_EXCERPT TO READ_:
╔══
HackerOne users: Testing against this community violates our program's Terms of Service and will result in your bounty being denied.

VanillaHtmlFormatter: how to customize, add attributes and class

Is there a way to extend this class or utilize its public functions in my own plugin/themehook?

In one case I had to edit this core file to achieve some things.

core/class.vanillahtmlformatter.php


These two settings would awesome in Vanilla: and the ability to use wildcard for allowed_attributes and allowed_classes. IIRC, right now, there only exists deny_attribute

«1

Comments

  • charrondevcharrondev Developer Lead (PHP, JS) Montreal Vanilla Staff

    I would support a PR adding addAllowedClasses(array $classes) and removeAllowedClasses(array $classes) to VanillaHtmlFormatter .

    Then you could configure it in container_init

  • SOLUTION!

    @charrondev here is an idea, after studying htmlawed a bit it seems it is quite a little bit achievable rocket science after all.

    It turns out I might not need allowed_attributes, because deny_attributes, actually doubles as both allow and deny according to the official documentation. And vanillaHtmlFormatter already begs the setting from config.php

    // $Configuration['Garden']['Html']['BlockedAttributes'] = "-data-, -href, -style";
    

    $attributes = c('Garden.Html.BlockedAttributes', 'on*, target, download');


    created new settings for config.php

    $Configuration['Garden']['Html']['ClassedElements'] = ["a"]; //only link tag is allowed classname
    $Configuration['Garden']['Html']['AllowedClasses'] = ["float-left"]; //only float-left will ever be allowed as a classname for any tag
    // $Configuration['Garden']['Html']['ExtraAllowedClasses'] = [];
    
    

    As for anyone's needs for classes, I suggest the spec function be a little smarter like thus. And this allows the user to place all required settings in config.php

    //core/class.vanillahtmlformatter.php
    
    //make the spec function smarter and more in line with the Vanilla way of pulling settings from config.php(!??!)
    private function spec() {
        static $spec;
        if ($spec === null) {
            $allowedClasses = c('Garden.Html.AllowedClasses', $this->allowedClasses); //<-added (defaults to the hardcoded list in this file)
            $extraAllowedClasses = c('Garden.Html.ExtraAllowedClasses', []); //<-added (defaults to nothing)
╚══
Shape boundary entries
╔══
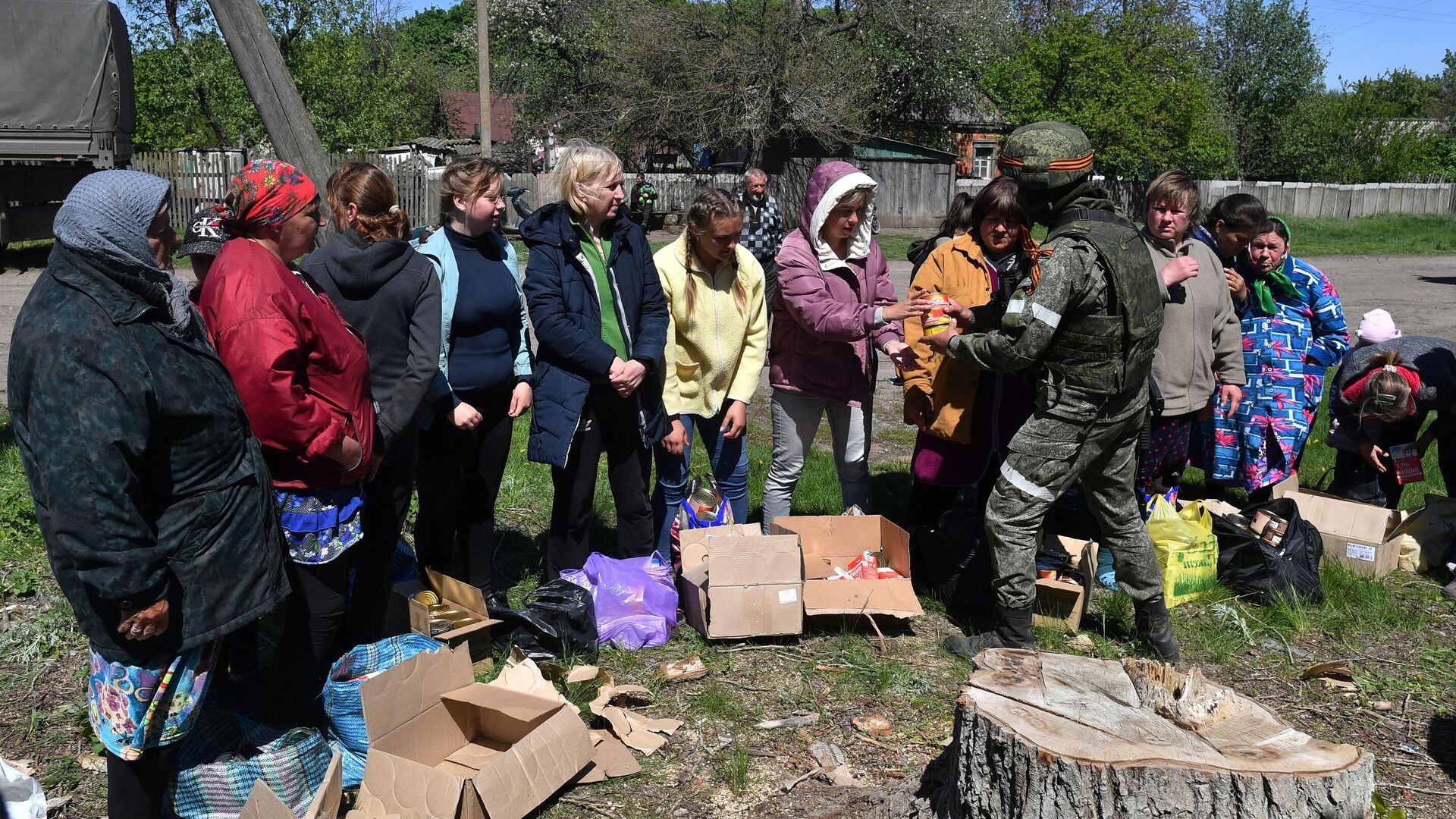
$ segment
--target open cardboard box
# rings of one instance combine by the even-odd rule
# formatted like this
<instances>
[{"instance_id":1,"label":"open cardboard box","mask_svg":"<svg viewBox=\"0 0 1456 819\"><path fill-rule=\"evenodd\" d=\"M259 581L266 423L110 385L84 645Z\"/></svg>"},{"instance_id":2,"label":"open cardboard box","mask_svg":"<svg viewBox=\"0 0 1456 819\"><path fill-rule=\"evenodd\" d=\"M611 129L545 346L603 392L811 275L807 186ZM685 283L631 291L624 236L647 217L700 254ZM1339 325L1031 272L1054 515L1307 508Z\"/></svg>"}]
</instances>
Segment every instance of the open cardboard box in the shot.
<instances>
[{"instance_id":1,"label":"open cardboard box","mask_svg":"<svg viewBox=\"0 0 1456 819\"><path fill-rule=\"evenodd\" d=\"M329 769L323 772L323 784L314 791L313 802L309 803L303 819L338 819L342 799L344 761L335 751L333 759L329 761ZM258 780L253 783L253 790L248 791L248 802L243 803L243 812L237 815L237 819L297 819L297 816L266 783Z\"/></svg>"},{"instance_id":2,"label":"open cardboard box","mask_svg":"<svg viewBox=\"0 0 1456 819\"><path fill-rule=\"evenodd\" d=\"M794 535L754 523L681 533L678 600L709 640L804 632L804 564Z\"/></svg>"},{"instance_id":3,"label":"open cardboard box","mask_svg":"<svg viewBox=\"0 0 1456 819\"><path fill-rule=\"evenodd\" d=\"M425 589L432 589L435 595L440 595L441 603L448 603L450 608L469 612L470 616L480 622L473 622L463 628L451 628L443 634L437 634L435 640L440 640L451 648L459 647L463 643L470 644L470 653L475 659L480 660L491 656L491 627L499 625L501 621L492 619L485 608L485 597L480 595L480 589L464 583L463 580L456 580L448 574L440 574L432 568L425 568L425 576L430 584L424 584L418 580L405 580L395 584L395 593L392 595L390 605L386 611L386 619L392 625L392 631L403 634L405 631L414 631L415 634L424 634L430 637L430 606L421 603L415 599L415 595L424 592Z\"/></svg>"},{"instance_id":4,"label":"open cardboard box","mask_svg":"<svg viewBox=\"0 0 1456 819\"><path fill-rule=\"evenodd\" d=\"M1398 538L1420 514L1303 490L1297 477L1275 484L1273 495L1294 498L1305 520L1319 529L1325 560L1341 563L1356 574L1376 577L1395 571L1401 560Z\"/></svg>"},{"instance_id":5,"label":"open cardboard box","mask_svg":"<svg viewBox=\"0 0 1456 819\"><path fill-rule=\"evenodd\" d=\"M804 554L804 615L925 614L910 586L910 535L879 514L779 517L775 535L798 535ZM828 580L863 551L900 573L891 580Z\"/></svg>"},{"instance_id":6,"label":"open cardboard box","mask_svg":"<svg viewBox=\"0 0 1456 819\"><path fill-rule=\"evenodd\" d=\"M1031 615L1034 625L1060 628L1072 632L1082 627L1082 615L1092 599L1092 579L1096 577L1096 544L1077 541L1064 535L1056 536L1069 555L1072 567L1082 573L1082 583L1037 579L1037 608Z\"/></svg>"},{"instance_id":7,"label":"open cardboard box","mask_svg":"<svg viewBox=\"0 0 1456 819\"><path fill-rule=\"evenodd\" d=\"M360 685L363 816L521 819L591 764L568 704L473 679L469 653L446 650Z\"/></svg>"}]
</instances>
╚══
_YOUR TASK_:
Pick up the forum thread on customizing VanillaHtmlFormatter after its last line and carry it forward. None of the material is needed here.

_WRITTEN ANSWER_:
            $classedElements = c('Garden.Html.ClassedElements', $this->classedElements); //<-added (defaults to the hardcoded list in this file
            $spec = [];
            // $allowedClasses = implode('|', array_merge($this->allowedClasses, $this->extraAllowedClasses)); //removed
            // foreach ($this->classedElements as $tag) { //<-removed
            $allowedClasses = implode('|', array_merge($allowedClasses, $extraAllowedClasses)); //<-added
            foreach ($classedElements as $tag) { //<-added
                if (!array_key_exists($tag, $spec) || !is_array($spec[$tag])) {
                    $spec[$tag] = [];
                }
                if (!array_key_exists('class', $spec[$tag])) {
                    $spec[$tag]['class'] = [];
                }
                $spec[$tag]['class']['oneof'] = $allowedClasses;
            }
        }
        return $spec;
    }
    


    Cheers. Should this make into a PR?

  • edited August 2019
    // A lot of damage can be done by hackers with these attributes.
    $config['deny_attribute'] .= ',style,class'; //<_remove this
    

    Of course the above must be gotten rid of. Because right now it mistakenly and invalidates this setting ...

    $Configuration['Garden']['Html']['BlockedAttributes'] = "etc";
    

    htmlawed library seems very particular about its value


    At some point it would be totally awesome if this setting is stored in config.php

    $config = [
        'anti_link_spam' => ['`.`', ''],
        'balance' => 1,
        'cdata' => 0,
        'comment' => 1,
        'css_expression' => 1,
        'deny_attribute' => $attributes,
        'direct_list_nest' => 1,
        'elements' => '*-applet-button-embed-fieldset-form-iframe-input-legend-link-object-optgroup-option-script-select-style-textarea',
        'keep_bad' => 0,
        'schemes' => 'classid:clsid; href: aim, feed, file, ftp, gopher, http, https, irc, mailto, news, nntp, rapidminer, sftp, ssh, telnet; style: nil; *:file, http, https', // clsid allowed in class
        'unique_ids' => 1,
        'valid_xhtml' => 0
    ];
    
  • R_JR_J Ex-Fanboy Munich Admin

    I do not agree that this should all be in the config. I would like to see only those values in the config that people like to configure quite often or that should have visible configuration option. If this is something which is rarely used, I'd say there are better options. Look at the Advanced Editor, here is a snippet:

           // Let plugins and themes override the defaults.
           $this->EventArguments['actions'] = &$allowedEditorActions;
           $this->EventArguments['colors'] = &$fontColorList;
           $this->EventArguments['format'] = &$fontFormatOptions;
           $this->EventArguments['font'] = &$fontFamilyOptions;
           $this->fireEvent('toolbarConfig');
    

    You can see that the configuration of this plugin has been done completely "internally" but by firing an event "at the right place", users could expand it to change the options the editor shows.


    I guess that's why charrondev suggested the "setter"-like methods. Adding two methods to the class does change nothing, really nothing in the current flow but gives you configuration options. I think this is very elegant.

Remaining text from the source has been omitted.